By Kelly Youngblood
As a prominent adoption attorney in the Champaign-Urbana area, Ellyn Bullock has helped hundreds of families realize their dreams of adopting a child.
Bullock estimates she’s finalized over 2,000 adoptions in Illinois over the last 25 years.
Her expertise in the adoption field has not gone unnoticed. She’s received numerous awards for her lifelong work, including Catholic Charities Friend of Adoption Award, YWCA Environmental Advocacy Award, Illinois Leading Lawyer- Civil Rights, School Law and Adoption and many more.
In addition, many local families can also personally attest to her strength and knowledge in adoption.
Bullock knows firsthand the positive impact adoption can have in people’s lives. Growing up in Minnesota, Bullock had three adopted brothers. After she and her husband were married, they decided to adopt two children of their own.
Her personal experience has enable her to understand and empathize with the birth and adoptive families she works with in a unique way.
Bullock loves when she can help find a child a loving, supportive, and encouraging family, but also knows adoption works both ways — it’s just as beneficial to the parents as it is to the children.
“When adoption is working really well, both those are happening simultaneously. It’s not the kind of Disney model where the poor little orphan is suddenly provided for by the parents. Often the parents are also just as enriched by and blessed by the child,” Bullock said “I have always found that two-way street really intriguing and really interesting and something I’m sort of always thinking about and always learning about.”
Bullock also loves the intellectual work that goes along with the job. She spends a significant amount of time doing adoption litigation and appeals.
“I like casework. I like writing in appellate courts and appearing in appellate courts,” she said.
Bullock said she’s usually working with 50-75 families at any time. While a lot of her work involves domestic infant adoption, she also focuses much of her time on related adoption areas such as assisted reproduction and helping undocumented and unaccompanied minors in need of guardians. She has a lot of experience in international and DCFS adoptions as well as related child adoptions.

(Records from a dataset)
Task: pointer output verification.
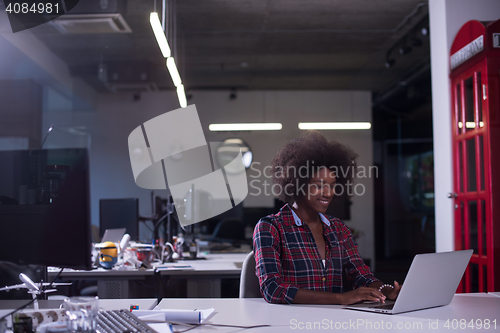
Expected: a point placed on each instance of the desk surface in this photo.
(292, 318)
(215, 264)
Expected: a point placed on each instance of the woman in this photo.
(300, 253)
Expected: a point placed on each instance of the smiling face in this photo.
(321, 189)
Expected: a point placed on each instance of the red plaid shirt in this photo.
(287, 258)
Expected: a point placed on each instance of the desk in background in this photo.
(202, 279)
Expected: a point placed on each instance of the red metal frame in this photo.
(487, 63)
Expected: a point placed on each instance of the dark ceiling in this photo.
(256, 44)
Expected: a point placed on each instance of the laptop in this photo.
(432, 281)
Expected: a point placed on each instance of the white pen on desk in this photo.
(156, 302)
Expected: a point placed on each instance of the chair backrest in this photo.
(249, 283)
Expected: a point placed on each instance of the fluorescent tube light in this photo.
(159, 34)
(470, 124)
(182, 96)
(335, 126)
(174, 73)
(246, 127)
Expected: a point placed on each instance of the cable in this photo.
(33, 300)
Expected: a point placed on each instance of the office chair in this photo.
(249, 283)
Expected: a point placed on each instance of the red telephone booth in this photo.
(475, 91)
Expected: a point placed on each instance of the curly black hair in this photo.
(310, 152)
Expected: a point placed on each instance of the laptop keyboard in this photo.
(121, 321)
(385, 306)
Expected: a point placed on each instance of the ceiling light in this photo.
(335, 126)
(470, 124)
(159, 34)
(174, 73)
(246, 127)
(181, 95)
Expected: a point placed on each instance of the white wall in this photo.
(446, 19)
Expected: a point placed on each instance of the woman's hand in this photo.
(362, 294)
(392, 293)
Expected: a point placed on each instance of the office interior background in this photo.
(383, 62)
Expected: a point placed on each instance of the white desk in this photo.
(203, 278)
(293, 318)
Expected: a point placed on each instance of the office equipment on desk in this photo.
(120, 321)
(113, 235)
(432, 281)
(119, 213)
(52, 231)
(175, 315)
(480, 308)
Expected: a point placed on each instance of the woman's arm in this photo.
(275, 290)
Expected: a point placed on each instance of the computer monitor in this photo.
(119, 213)
(45, 208)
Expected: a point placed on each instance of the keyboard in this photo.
(121, 321)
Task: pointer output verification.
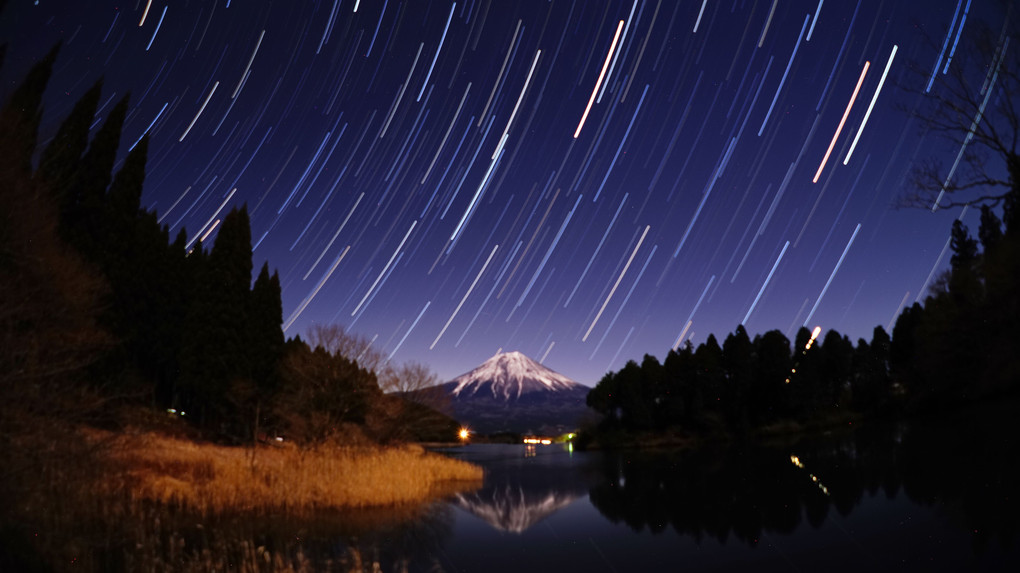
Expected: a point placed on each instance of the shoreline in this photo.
(189, 475)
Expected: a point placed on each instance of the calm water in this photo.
(928, 497)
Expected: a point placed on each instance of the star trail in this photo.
(584, 181)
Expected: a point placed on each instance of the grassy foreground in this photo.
(214, 479)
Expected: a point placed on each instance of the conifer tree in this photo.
(266, 346)
(61, 156)
(84, 204)
(20, 116)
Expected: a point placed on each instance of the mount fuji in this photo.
(514, 394)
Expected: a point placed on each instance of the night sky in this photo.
(454, 178)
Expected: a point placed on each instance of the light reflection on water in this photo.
(932, 497)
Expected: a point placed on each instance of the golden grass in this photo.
(216, 479)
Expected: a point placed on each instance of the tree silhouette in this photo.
(978, 116)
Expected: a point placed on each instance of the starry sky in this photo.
(584, 181)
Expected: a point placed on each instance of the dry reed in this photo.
(216, 479)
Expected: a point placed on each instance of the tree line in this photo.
(99, 299)
(957, 348)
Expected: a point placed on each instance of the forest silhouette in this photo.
(958, 348)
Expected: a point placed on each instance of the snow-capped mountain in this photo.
(508, 376)
(512, 393)
(514, 509)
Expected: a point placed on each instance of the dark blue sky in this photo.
(411, 167)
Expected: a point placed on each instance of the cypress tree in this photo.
(61, 156)
(20, 117)
(83, 207)
(266, 318)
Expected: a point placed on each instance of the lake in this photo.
(934, 496)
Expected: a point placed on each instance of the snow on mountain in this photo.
(513, 508)
(508, 375)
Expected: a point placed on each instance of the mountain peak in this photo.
(508, 375)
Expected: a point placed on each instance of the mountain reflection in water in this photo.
(934, 496)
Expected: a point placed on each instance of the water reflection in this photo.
(735, 507)
(745, 492)
(523, 484)
(512, 508)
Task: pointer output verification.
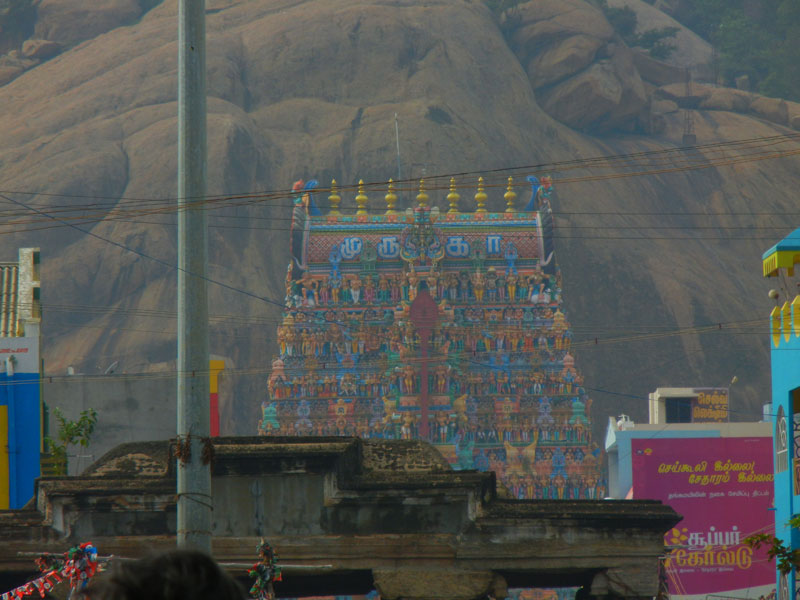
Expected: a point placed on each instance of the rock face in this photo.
(310, 89)
(584, 76)
(70, 22)
(40, 49)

* Problems to solve
#1 Repeat the passage from the profile of Ellyn Bullock between "By Kelly Youngblood" and "adopting a child.", inclusive.
#2 Carry on the profile of Ellyn Bullock, picking up after its last sentence.

* Responses for each task
#1
By Kelly Youngblood
As a prominent adoption attorney in the Champaign-Urbana area, Ellyn Bullock has helped hundreds of families realize their dreams of adopting a child.

#2
With years of adoption expertise and personal experience, Bullock has some practical advice for families seeking help with adoption. She says the first step families should take is to reach out to a reputable adoption agency.
“If you’re just going to start the whole adoption process as new parents looking into adoption you would definitely want to contact a very reputable licensed child welfare agency and there are literally hundreds of them,” she said.
Bullock recommends Illini Christian Ministries, Center for Family Building, Angel Adoption, Lutheran Child and Family Services and Center for Youth and Family Solutions (formerly Catholic Charities). Read more about area adoption agencies here.
Bullock noted, due to the internet age, families have access to adoption agencies all across the country now, not just locally.
Bullock also advises adoptive families to keep these three things in mind when considering or in the process of adoption:
- Be resilient and open to all sorts of children with a myriad of different skills, personalities, appearances, and identities. Bullock says most of the adoptive families she works with are resilient and possess a great strength- appreciating, accepting and fostering a child’s unique abilities.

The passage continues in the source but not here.